Revise the rows starting at the line that contains "to the treeline" and ending at the last row, swapping "treeline" for "tree line" and leaving everything else unchanged.

-- -- --

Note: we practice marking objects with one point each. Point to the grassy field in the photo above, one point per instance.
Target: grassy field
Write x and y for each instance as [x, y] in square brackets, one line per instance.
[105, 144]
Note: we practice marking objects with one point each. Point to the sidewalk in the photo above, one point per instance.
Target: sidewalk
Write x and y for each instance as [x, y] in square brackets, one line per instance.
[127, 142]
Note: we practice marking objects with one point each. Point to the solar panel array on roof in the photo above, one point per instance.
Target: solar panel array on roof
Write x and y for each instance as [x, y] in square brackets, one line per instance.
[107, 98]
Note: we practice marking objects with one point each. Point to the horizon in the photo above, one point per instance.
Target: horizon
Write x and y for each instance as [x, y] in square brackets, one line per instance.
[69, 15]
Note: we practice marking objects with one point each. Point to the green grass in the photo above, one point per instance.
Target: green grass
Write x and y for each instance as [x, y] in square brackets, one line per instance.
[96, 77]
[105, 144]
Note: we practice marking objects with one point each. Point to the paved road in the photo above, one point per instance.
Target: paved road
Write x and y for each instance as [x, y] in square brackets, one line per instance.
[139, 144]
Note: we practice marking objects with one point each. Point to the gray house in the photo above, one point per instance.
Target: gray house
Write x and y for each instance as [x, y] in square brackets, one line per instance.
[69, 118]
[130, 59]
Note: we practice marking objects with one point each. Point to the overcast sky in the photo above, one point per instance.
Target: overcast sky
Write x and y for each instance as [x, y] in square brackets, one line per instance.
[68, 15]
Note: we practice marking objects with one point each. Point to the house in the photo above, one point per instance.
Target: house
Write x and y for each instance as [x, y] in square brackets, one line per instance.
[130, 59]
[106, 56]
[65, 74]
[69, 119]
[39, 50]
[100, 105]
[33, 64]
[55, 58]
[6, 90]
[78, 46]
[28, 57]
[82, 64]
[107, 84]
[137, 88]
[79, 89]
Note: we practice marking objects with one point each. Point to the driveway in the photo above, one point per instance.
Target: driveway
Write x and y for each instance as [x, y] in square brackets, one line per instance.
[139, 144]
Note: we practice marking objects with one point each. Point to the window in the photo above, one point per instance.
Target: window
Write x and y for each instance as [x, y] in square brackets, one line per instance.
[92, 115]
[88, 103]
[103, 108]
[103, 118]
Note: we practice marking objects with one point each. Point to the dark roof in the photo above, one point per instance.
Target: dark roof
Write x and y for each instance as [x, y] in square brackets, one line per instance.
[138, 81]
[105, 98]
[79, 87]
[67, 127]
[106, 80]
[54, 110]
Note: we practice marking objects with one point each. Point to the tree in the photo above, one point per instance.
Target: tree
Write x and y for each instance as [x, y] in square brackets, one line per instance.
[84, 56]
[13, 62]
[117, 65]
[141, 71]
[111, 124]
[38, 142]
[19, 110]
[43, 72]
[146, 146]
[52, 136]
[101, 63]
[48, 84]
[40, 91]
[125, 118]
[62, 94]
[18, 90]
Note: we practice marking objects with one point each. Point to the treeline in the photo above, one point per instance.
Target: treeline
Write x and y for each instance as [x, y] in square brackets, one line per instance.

-- -- --

■ **Solution to the exercise**
Note: we practice marking objects with one point each. Point to the tree line in the photo above, one point per instance.
Target: tree line
Write x and y for each instance as [x, y] in square brackets, one line per instance.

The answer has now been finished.